Text section
━━━━
1 Reading into topic modeling packages (topicmodels)

There are a number of topic model instantiations in R. We will go through one of the more popular ones – topicmodels which plays very nicely with the tidyverse.1

topicmodels’s main topic model function is LDA(), which stands for Latent Dirichlet Allocation, a type of topic model and often used as shorthand for topic models in general. It takes a DTM as input and gives us an object of class LDA as output, which we can then analyze and visualize in the tidyverse. There are many points where we can customize, adjust parameters and so on but the one we must specify is the number of topics. This is something that often takes some fiddling with. Unless you have reason to think that the number of topics is extremely limited in a certain corpus one generally uses between ~20-50 topics. The other parameter it makes sense to think of prior to, or under, analysis is document size. As we’ve seen, a DTM will break up a text without concern for order within indvidual documents. So large documents will be extremely generalized in a DTM. It could well be reasonable to break up books, for example, by chapter. We could go more finer grained as well – chunking by paragraph might make sense sometimes, too. Much will depend on the corpus and object of analysis. Experiment and see what leads to the most understandable and coherent topics.

options(stringsAsFactors = FALSE)
library(tidyverse)
library(tidytext)
library(topicmodels)
## Warning: package 'topicmodels' was built under R version 4.2.2
# read in the dataframe into R as normal
nobel_tidy <- read_rds("data/nobel_stemmed.Rds") %>%
  select(Year, Laureate, word_stem) %>%
  rename(Year = Year, Laureate = Laureate, words = word_stem)
# transform dataframe to DTM
nobel_dtm <- nobel_tidy %>%
  group_by(Year) %>%
  count(words, sort = TRUE) %>%
  cast_dtm(Year, words, n)

There are many points where we can customize, adjust parameters and so on but the one we must specify is the number of topics. This is something that often takes some fiddling with. Unless you have reason to think that the number of topics is extremely limited in a certain corpus one generally uses between ~15-50 topics (very roughly).

Another parameter it makes sense to think of prior to, or under, analysis is document size. As we’ve seen, a DTM will break up a text without concern for order within individual documents. So large documents will be extremely generalized in a DTM. It could well be reasonable to break up books, for example, by chapter. We could go more finer grained as well – chunking by paragraph might make sense sometimes, too. Much will depend on the corpus and object of analysis. Experiment and see what leads to the most understandable and coherent topics.

We are also using the corpus that we have already cleaned and removed stopwords from. We might also question if certain words are turning up so much in every document that they won’t add anything to the topics that the topic model finds (removing frequently appearing words will also reduce the time it takes for the algorithm to fit the topic model). We might consider if, in the Nobel corpus, the word “nobel” will add anything to any of the topics, especially if we are treating the documents as the speeches as a whole. It might or might or not, topic models take some experimentation.
━━━━
Entries supplied
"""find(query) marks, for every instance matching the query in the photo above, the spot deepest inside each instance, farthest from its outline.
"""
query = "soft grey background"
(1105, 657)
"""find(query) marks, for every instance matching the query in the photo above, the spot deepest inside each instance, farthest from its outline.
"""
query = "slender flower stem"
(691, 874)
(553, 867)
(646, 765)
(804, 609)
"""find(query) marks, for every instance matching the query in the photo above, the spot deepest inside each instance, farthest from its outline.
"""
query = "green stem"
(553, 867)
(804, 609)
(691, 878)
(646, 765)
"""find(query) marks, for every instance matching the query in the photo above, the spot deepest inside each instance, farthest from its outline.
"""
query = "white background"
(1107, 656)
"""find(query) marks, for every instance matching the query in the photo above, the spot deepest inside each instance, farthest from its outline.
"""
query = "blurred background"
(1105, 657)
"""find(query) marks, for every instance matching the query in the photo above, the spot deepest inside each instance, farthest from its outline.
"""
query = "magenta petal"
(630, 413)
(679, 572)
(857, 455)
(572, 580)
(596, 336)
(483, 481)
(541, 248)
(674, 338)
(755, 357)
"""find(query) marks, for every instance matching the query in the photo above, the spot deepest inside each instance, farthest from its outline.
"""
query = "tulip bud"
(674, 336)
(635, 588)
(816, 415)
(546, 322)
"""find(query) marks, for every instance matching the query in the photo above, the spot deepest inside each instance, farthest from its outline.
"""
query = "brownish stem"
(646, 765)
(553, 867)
━━━━
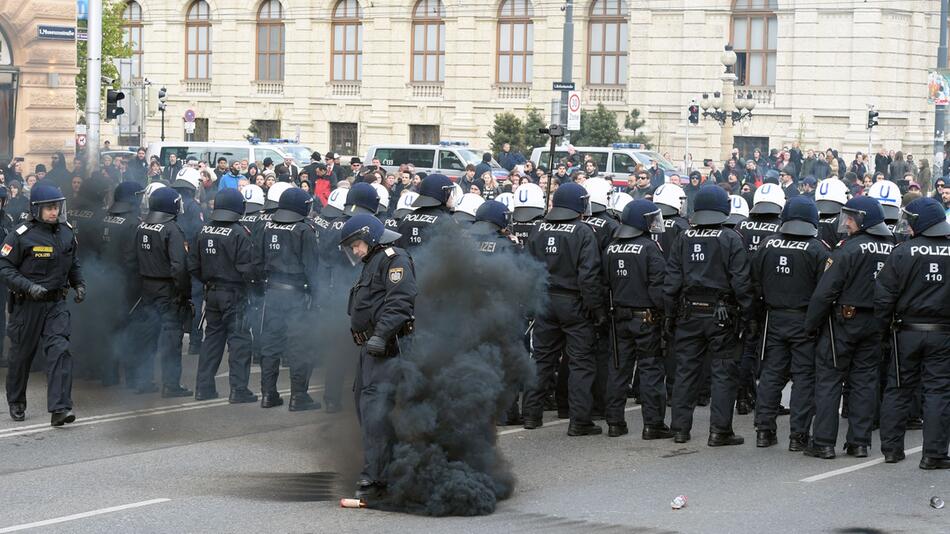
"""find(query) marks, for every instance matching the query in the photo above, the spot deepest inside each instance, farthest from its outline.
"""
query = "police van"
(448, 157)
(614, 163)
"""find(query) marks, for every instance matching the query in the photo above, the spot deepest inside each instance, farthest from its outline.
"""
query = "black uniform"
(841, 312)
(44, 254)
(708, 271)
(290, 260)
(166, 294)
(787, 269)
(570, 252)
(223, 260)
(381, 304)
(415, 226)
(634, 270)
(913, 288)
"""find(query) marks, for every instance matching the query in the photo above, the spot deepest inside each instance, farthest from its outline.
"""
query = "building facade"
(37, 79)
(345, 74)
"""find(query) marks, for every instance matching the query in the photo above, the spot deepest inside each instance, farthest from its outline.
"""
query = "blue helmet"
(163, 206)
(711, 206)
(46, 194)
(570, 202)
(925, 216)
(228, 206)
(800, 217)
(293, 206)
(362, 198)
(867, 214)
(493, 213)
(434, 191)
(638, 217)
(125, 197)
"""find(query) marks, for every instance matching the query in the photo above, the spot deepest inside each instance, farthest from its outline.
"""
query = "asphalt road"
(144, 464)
━━━━
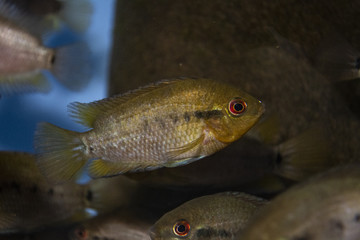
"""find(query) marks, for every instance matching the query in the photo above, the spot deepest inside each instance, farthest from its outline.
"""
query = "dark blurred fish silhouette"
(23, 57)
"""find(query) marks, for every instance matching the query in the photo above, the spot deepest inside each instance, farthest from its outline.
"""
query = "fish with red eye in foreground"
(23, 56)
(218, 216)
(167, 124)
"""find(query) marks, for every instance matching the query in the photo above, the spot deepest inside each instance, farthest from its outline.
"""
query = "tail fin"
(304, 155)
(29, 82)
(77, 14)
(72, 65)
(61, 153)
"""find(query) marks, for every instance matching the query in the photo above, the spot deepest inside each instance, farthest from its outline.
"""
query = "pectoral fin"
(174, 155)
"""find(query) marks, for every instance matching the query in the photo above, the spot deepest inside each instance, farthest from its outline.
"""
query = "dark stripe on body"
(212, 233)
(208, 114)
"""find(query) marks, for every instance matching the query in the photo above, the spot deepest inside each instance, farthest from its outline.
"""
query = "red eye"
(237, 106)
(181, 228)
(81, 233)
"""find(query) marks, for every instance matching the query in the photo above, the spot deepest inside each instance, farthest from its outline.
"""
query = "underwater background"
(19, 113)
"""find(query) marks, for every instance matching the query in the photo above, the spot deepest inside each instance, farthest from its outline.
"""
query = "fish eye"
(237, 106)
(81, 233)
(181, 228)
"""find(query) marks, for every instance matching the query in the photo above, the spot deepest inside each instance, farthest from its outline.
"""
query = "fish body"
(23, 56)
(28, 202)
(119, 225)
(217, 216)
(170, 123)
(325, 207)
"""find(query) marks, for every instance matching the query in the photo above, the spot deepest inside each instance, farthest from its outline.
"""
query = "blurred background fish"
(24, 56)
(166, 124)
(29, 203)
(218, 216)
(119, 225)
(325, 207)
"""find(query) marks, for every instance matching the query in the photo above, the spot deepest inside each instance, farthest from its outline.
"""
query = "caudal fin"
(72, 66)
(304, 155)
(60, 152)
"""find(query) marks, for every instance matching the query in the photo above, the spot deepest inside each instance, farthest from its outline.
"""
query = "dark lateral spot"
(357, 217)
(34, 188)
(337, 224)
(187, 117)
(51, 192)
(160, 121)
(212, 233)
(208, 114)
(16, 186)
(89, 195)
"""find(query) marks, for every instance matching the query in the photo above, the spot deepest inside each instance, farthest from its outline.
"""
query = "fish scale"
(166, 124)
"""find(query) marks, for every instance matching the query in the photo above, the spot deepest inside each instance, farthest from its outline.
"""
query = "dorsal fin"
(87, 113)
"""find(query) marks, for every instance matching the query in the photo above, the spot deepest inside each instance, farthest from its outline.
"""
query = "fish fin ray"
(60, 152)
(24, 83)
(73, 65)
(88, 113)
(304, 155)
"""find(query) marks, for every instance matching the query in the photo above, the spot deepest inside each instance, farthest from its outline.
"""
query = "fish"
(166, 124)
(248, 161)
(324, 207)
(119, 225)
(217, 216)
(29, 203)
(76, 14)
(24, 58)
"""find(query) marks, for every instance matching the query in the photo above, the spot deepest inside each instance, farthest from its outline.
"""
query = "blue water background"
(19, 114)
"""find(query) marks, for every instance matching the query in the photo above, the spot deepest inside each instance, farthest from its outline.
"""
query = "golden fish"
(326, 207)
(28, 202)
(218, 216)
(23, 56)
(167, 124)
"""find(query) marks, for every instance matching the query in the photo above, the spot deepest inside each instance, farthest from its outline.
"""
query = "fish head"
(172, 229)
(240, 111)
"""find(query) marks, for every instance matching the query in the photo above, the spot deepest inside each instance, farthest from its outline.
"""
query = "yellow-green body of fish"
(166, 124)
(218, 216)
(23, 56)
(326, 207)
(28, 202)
━━━━
Set of tasks
1. Using the topic modeling text above, decide whether each statement agrees with it. Answer yes or no for each, and quote the deciding words.
(a) The LDA() function takes a DTM as its input.
(b) The number of topics is an optional parameter that can be left unset.
(c) Removing frequently appearing words increases the time needed to fit the topic model.
2. Translate this sentence from the topic modeling text into Spanish: "It could well be reasonable to break up books, for example, by chapter."
3. According to the topic modeling text, what does the name of the LDA() function stand for?

Expected responses
1.
(a) Yes: "It takes a DTM as input and gives us an object of class LDA as output"
(b) No: "the one we must specify is the number of topics"
(c) No: "removing frequently appearing words will also reduce the time it takes for the algorithm to fit the topic model"

2. Bien podría ser razonable dividir los libros, por ejemplo, por capítulo.

3. Latent Dirichlet Allocation.